• Given request
Print each line of the material that contains the string "front". Treat uppercase and lowercase letters as different.

• Input rows
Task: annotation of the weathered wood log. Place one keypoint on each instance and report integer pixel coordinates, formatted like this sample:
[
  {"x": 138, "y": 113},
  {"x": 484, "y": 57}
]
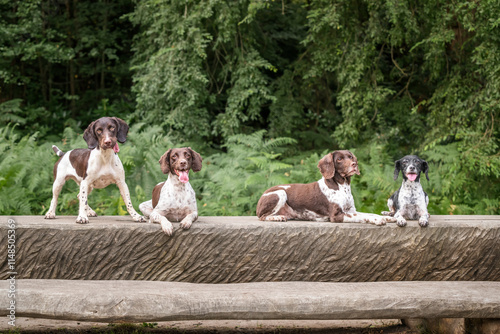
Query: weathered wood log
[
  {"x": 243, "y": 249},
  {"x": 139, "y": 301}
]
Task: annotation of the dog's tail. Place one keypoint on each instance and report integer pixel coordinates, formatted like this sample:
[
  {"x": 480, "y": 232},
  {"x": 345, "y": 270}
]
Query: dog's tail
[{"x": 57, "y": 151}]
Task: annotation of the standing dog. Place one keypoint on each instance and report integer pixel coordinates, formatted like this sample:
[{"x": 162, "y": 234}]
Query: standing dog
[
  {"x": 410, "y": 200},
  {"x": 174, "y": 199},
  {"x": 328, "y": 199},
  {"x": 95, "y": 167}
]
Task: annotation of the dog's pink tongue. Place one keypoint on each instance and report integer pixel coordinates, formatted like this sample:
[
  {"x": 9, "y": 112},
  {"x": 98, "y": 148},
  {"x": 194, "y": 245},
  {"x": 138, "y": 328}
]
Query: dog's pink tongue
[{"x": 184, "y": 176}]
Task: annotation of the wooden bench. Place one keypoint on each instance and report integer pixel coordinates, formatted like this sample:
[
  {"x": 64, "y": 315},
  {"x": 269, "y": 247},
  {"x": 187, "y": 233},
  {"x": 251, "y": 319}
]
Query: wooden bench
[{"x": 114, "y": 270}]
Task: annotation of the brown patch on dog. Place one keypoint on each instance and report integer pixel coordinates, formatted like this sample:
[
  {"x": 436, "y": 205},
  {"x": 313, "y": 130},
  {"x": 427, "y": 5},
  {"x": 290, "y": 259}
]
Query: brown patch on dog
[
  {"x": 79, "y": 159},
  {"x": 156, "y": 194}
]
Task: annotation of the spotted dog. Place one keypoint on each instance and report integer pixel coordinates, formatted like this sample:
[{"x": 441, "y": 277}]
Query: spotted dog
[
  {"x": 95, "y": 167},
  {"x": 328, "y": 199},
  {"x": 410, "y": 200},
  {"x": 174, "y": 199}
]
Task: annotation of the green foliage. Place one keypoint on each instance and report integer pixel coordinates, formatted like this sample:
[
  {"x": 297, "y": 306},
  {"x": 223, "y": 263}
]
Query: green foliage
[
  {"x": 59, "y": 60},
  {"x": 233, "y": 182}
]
...
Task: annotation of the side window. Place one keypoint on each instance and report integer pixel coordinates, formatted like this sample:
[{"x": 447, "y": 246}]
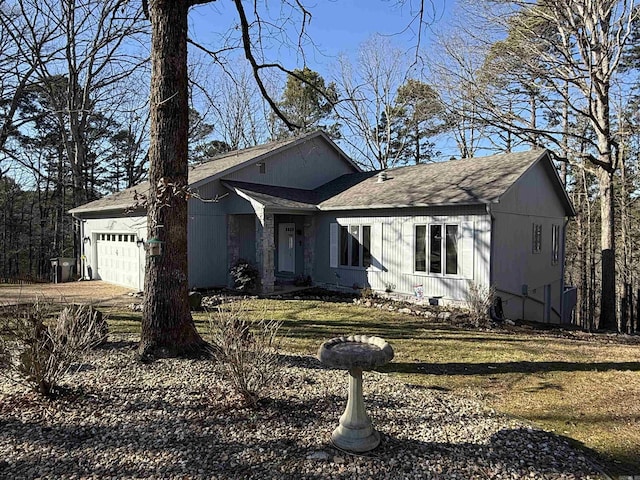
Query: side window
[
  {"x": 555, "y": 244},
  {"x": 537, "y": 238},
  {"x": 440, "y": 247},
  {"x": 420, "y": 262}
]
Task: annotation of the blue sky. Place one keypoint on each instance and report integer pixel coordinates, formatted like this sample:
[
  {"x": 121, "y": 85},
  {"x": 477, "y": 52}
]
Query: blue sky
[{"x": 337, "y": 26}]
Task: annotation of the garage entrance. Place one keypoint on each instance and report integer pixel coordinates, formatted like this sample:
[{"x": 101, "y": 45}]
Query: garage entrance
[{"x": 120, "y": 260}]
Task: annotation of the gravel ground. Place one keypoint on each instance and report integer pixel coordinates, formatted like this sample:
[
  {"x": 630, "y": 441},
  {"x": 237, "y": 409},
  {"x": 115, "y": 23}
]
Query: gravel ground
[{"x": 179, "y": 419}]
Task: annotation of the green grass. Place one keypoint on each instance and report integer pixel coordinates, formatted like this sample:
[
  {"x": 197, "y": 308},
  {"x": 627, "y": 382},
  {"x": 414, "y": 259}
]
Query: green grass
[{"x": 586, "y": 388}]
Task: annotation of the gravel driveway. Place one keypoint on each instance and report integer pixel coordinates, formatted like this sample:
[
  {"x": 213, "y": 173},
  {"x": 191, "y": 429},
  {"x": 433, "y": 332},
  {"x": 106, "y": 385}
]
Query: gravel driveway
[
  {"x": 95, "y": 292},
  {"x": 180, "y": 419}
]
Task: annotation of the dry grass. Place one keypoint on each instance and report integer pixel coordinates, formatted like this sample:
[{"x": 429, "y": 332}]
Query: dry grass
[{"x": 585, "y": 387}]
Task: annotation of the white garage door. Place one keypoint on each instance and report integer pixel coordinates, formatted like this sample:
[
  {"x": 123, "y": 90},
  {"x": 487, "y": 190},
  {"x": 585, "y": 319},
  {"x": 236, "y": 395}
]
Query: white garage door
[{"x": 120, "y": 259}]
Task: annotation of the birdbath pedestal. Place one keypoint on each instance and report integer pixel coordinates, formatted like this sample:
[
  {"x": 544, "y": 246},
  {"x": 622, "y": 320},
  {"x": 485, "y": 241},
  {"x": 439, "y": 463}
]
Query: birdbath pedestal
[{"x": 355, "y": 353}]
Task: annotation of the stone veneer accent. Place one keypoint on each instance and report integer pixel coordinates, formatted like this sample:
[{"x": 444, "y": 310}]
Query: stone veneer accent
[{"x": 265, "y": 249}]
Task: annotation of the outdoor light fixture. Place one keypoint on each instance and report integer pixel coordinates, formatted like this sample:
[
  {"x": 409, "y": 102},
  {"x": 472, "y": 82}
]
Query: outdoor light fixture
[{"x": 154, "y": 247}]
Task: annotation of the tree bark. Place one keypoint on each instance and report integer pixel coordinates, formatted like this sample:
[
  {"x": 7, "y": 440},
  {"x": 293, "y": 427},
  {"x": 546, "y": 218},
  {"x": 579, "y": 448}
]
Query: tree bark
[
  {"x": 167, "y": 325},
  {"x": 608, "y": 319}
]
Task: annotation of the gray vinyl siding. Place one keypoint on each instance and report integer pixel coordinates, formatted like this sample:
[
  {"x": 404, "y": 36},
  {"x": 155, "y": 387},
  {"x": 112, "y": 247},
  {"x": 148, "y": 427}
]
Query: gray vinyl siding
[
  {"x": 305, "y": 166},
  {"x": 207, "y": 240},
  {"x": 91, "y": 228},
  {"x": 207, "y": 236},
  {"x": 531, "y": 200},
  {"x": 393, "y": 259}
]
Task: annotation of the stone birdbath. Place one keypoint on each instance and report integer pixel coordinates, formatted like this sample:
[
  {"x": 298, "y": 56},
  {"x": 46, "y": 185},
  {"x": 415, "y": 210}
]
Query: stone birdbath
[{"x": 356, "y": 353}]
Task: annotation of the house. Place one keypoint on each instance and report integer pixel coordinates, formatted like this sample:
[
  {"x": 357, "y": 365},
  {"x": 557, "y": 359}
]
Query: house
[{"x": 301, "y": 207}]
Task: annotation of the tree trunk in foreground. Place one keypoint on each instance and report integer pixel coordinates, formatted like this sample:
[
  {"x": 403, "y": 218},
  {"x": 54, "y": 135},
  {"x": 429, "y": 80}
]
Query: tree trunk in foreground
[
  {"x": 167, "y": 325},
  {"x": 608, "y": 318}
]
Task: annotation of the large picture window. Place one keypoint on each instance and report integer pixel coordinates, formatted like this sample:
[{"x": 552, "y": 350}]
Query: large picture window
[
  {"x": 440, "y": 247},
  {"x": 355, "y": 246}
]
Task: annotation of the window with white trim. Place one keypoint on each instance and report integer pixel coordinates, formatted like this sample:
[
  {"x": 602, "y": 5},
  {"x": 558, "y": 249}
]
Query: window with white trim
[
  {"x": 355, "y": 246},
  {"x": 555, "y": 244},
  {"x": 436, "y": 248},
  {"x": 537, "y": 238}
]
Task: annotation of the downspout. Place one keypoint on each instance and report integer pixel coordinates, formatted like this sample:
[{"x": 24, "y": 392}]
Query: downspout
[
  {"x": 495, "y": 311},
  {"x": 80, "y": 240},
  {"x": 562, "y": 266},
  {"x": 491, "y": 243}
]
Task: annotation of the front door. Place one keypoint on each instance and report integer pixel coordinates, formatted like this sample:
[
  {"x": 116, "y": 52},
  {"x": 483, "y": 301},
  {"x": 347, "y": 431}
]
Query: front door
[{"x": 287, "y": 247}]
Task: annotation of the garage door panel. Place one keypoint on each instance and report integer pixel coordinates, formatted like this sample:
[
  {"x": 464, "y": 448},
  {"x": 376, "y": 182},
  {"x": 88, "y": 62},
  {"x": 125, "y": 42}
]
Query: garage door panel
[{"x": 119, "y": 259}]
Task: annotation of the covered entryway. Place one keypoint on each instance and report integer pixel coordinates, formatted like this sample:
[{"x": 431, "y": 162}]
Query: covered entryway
* * *
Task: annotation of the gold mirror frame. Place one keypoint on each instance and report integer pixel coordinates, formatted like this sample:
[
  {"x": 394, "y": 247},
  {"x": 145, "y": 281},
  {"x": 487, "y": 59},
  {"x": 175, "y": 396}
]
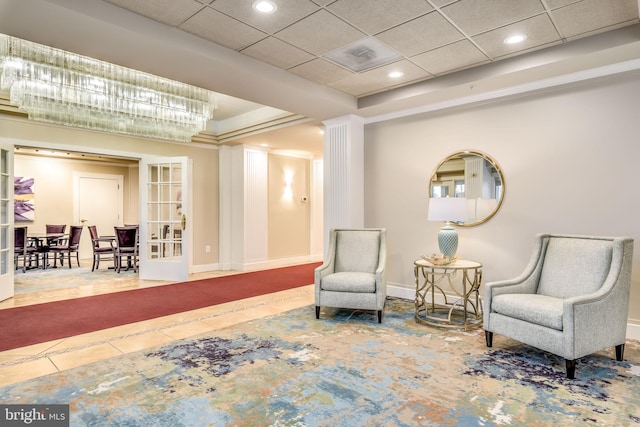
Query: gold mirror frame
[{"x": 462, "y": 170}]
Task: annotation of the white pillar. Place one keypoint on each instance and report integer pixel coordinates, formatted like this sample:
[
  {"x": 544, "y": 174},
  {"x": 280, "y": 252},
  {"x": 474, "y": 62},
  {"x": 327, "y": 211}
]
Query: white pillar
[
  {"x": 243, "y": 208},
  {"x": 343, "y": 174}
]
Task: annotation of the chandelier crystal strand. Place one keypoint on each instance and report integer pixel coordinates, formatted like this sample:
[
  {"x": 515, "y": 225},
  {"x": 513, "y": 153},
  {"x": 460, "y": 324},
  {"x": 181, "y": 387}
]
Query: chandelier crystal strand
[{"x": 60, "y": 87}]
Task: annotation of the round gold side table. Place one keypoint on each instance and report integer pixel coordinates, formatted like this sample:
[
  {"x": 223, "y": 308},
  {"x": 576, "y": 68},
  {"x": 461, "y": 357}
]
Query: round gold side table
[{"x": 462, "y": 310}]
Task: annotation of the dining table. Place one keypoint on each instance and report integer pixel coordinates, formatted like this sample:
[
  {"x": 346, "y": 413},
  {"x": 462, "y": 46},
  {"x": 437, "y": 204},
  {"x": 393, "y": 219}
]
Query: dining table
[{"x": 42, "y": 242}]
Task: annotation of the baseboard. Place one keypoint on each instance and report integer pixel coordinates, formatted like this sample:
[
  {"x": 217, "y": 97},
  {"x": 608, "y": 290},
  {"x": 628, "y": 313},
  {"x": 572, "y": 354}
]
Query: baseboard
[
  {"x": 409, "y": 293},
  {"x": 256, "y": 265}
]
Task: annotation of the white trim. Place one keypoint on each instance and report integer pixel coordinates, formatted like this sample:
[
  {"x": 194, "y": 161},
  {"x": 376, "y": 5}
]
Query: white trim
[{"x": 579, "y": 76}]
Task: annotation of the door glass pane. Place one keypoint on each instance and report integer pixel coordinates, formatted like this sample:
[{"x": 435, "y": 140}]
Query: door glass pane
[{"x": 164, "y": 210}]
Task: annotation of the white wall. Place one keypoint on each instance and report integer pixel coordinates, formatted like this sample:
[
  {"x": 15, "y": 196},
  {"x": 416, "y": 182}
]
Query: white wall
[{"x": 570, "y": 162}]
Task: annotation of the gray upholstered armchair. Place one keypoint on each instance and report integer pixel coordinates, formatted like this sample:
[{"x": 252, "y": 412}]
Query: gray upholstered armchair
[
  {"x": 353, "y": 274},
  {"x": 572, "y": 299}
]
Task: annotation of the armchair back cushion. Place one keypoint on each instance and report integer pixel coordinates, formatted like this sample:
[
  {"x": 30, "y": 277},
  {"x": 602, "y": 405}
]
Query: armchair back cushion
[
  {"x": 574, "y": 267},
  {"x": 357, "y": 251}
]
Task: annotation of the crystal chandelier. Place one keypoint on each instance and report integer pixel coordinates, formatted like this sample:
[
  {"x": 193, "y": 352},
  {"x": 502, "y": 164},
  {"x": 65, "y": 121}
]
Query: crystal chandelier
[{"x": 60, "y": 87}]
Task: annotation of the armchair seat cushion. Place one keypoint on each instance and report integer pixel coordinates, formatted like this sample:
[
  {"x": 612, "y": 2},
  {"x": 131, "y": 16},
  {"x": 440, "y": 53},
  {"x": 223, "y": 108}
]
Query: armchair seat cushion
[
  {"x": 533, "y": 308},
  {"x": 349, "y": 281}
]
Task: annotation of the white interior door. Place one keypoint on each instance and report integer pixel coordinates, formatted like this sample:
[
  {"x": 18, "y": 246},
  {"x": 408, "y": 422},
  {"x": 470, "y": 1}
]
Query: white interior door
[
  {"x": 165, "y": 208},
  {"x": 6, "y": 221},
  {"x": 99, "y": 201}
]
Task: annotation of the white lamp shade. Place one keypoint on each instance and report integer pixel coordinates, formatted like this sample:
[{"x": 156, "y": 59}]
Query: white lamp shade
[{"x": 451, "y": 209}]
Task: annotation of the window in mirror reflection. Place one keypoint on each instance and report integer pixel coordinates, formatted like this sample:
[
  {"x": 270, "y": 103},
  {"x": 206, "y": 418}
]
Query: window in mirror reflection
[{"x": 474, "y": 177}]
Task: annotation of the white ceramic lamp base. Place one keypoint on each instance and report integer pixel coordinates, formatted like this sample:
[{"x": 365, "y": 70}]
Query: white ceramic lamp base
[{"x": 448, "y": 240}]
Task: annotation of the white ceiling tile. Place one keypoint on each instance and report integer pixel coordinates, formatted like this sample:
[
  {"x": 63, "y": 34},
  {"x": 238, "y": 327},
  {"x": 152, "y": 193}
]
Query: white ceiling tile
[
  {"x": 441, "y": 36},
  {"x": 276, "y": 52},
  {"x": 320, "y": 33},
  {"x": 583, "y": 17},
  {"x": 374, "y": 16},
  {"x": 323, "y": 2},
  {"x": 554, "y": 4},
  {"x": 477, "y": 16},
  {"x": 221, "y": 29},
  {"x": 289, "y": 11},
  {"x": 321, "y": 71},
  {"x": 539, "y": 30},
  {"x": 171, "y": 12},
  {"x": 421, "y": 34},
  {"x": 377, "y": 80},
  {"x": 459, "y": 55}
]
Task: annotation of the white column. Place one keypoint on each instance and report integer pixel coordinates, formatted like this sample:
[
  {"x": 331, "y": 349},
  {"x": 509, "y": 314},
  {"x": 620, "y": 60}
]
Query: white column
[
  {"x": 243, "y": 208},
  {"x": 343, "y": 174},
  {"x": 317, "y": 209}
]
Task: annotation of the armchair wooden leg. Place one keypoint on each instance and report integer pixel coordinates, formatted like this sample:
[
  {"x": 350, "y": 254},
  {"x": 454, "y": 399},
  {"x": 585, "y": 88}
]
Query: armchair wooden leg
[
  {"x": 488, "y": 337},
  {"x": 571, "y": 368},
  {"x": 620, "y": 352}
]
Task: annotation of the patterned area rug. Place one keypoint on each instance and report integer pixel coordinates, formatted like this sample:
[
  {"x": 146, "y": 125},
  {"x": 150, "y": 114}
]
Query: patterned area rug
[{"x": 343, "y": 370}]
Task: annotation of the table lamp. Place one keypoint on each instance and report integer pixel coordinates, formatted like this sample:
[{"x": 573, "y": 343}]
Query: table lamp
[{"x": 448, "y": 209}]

• Response below
Task: annotation of the front door. Place one keypoint on each instance and report integer pixel coordinates, formatted like this sample:
Query: front door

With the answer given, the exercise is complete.